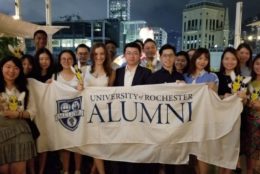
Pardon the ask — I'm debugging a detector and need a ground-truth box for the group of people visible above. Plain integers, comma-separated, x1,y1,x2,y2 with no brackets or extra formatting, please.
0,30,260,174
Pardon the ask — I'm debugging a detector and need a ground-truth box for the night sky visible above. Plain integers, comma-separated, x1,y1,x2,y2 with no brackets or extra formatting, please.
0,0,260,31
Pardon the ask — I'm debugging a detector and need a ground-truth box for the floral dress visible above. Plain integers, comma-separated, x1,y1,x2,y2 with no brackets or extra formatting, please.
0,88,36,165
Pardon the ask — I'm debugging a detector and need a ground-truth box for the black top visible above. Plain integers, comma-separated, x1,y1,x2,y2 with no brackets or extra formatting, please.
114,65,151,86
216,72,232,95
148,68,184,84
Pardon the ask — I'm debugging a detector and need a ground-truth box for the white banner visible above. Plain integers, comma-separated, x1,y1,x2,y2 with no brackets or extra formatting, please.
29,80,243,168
--------------------------------
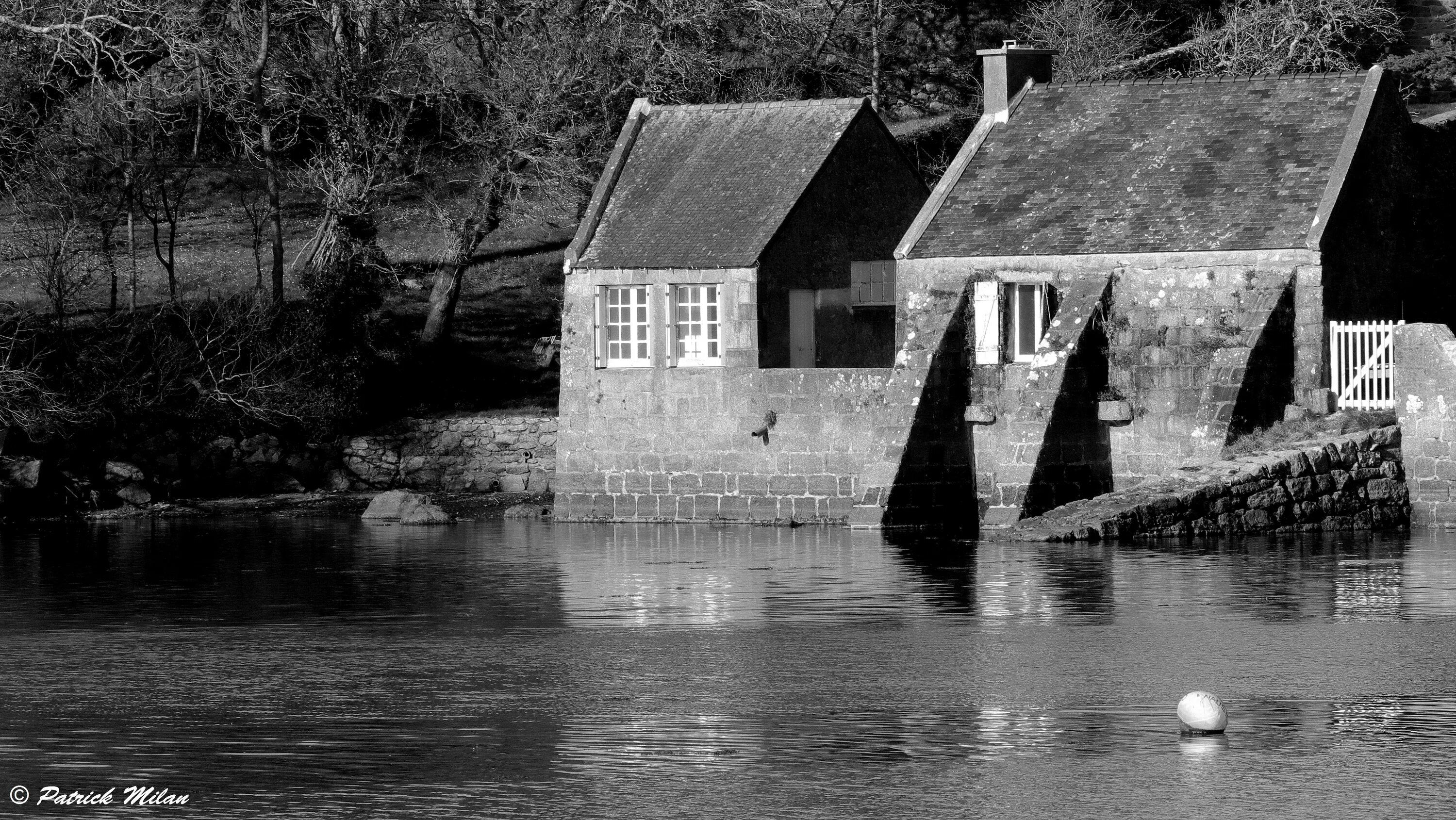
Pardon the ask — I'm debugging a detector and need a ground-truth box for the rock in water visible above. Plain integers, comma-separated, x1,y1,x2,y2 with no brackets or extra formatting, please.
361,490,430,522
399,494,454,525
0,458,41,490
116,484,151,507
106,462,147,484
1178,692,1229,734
--------------------------------
*INSTRUCTIONS FOR THE TASK*: From the data above, return each line that contains the word "black". Case matters.

*RESULT FOR THIS TASK*:
Pardon the ask — I'm debugging a detector and need a ground-truth box for the black top visible above. Plain integers, comma-separated, x1,y1,x2,y2 with no brackets or extra formatting, please.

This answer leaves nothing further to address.